» Testo selezionato
Si legge, infatti, nelle carte: “Pizzolante, organizzatore, uomo fidato del Giannotta, si occupava di ricevere gli approvvigionamenti di cocaina olandese nel Salento e ne organizzava la distribuzione a Rizzo Giovanni (53enne di Taviano, ndr) per il territorio di Taviano e a Clemente Antonio per San Donaci; Rizzo Giovanni, partecipe, riceveva costantemente la cocaina del Giannotta, direttamente o tramite il Pizzolante, e si occupava della successiva distribuzione sulle piazze di Taviano, Taranto e provincia, Nardò, Scorrano, Lecce e Ruffano”. E via, via, ridiscendendo la piramide, in una rete sempre più fitta di rapporti.

"È un informatore della polizia": i tre agguati falliti

C’è poi un episodio che merita un approfondimento a parte e che sembra dimostrare la smisurata voglia di affermazione di Pizzolante. A lui, infatti, è attribuita anche la macchinazione di un omicidio. Uccisione mai avvenuta, s’intende, ma tentata per ben tre volte, secondo le testimonianze rese da uno degli indagati ai magistrati. Lo scopo, per gli inquirenti, fare piazza pulita di qualsiasi ostacolo all’espansione del giro, eliminare chiunque si fosse frapposto, rappresentando un potenziale rischio.     

Nell’ordinanza compaiono i nomi di alcuni soggetti indagati a piede libero. Alcuni sono del Tarantino. Uno di loro Vito Nicola Mandrillo, 30enne, ha raccontato agli inquirenti di come Pizzolante fosse ossessionato dalla figura di un 45enne, residente nel basso Salento, ritenendolo un informatore delle forze dell’ordine. Fino a convincersi che andasse eliminato fisicamente. Mandrillo, incaricato da un altro tarantino, con cui aveva condiviso un periodo in carcere, il 46enne Marcello Lucchese, e che sembra avesse rapporti più stringenti con Pizzolante, avrebbe collocato sotto la Fiat Panda dell’uomo nel mirino una bomba artigianale realizzata con C4. Fra coloro che l’avrebbero realizzata, anche i tavianesi Giovanni Rizzo e Angelo Donato Rainò, più Luca Pavese, 46enne di Pulsano. L’ordigno, comandato a distanza, sarebbe stato attivato proprio da Pizzolante, esplodendo solo in parte e risultando quindi un fiasco. Nonostante tutto, Mandrillo avrebbe ricevuto nell’occasione un compenso da Pizzolante, 500 euro e circa 6 grammi di cocaina.

» Record forniti
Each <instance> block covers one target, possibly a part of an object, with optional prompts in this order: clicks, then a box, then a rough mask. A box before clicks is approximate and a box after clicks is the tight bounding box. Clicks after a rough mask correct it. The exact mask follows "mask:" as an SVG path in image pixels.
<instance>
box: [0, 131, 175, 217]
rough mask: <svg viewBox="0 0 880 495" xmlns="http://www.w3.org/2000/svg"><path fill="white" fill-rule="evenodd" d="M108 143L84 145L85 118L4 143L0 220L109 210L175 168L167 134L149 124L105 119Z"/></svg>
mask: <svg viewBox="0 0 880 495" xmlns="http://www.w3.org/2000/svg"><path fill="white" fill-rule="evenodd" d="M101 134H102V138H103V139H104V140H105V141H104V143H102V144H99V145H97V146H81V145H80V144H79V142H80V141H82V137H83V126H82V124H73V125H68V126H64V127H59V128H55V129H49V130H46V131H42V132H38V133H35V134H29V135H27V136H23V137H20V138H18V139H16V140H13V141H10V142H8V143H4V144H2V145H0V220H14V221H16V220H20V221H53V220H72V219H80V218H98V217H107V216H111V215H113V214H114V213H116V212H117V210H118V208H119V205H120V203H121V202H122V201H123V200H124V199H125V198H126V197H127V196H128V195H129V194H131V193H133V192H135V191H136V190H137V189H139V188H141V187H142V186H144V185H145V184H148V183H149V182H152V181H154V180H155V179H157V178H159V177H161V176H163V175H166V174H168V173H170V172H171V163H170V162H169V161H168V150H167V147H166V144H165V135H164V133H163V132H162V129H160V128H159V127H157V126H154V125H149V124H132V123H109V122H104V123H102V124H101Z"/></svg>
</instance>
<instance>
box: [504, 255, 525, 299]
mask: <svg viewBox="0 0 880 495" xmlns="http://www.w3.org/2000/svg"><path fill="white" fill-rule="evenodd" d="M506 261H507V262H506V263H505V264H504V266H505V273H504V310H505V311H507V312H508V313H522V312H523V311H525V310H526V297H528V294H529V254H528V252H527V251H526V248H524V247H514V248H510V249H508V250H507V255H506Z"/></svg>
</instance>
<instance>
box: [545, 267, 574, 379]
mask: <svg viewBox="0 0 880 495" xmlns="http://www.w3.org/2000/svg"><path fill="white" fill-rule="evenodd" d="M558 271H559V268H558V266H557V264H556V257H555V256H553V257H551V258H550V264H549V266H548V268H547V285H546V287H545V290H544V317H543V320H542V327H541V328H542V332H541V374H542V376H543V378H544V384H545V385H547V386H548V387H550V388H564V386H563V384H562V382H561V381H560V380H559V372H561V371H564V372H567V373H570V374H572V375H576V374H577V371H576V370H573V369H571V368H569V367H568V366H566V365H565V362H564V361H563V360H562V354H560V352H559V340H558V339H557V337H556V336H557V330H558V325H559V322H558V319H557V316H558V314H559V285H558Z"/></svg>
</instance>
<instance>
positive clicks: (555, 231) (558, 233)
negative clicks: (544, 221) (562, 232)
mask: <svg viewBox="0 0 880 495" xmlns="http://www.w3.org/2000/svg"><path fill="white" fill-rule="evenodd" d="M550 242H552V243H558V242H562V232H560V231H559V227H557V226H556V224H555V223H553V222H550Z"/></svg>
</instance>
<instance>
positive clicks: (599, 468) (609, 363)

» Prova tu
Secondo il testo selezionato, quale compenso avrebbe ricevuto Mandrillo da Pizzolante in occasione della bomba?

» Risultato qui sotto
500 euro e circa 6 grammi di cocaina.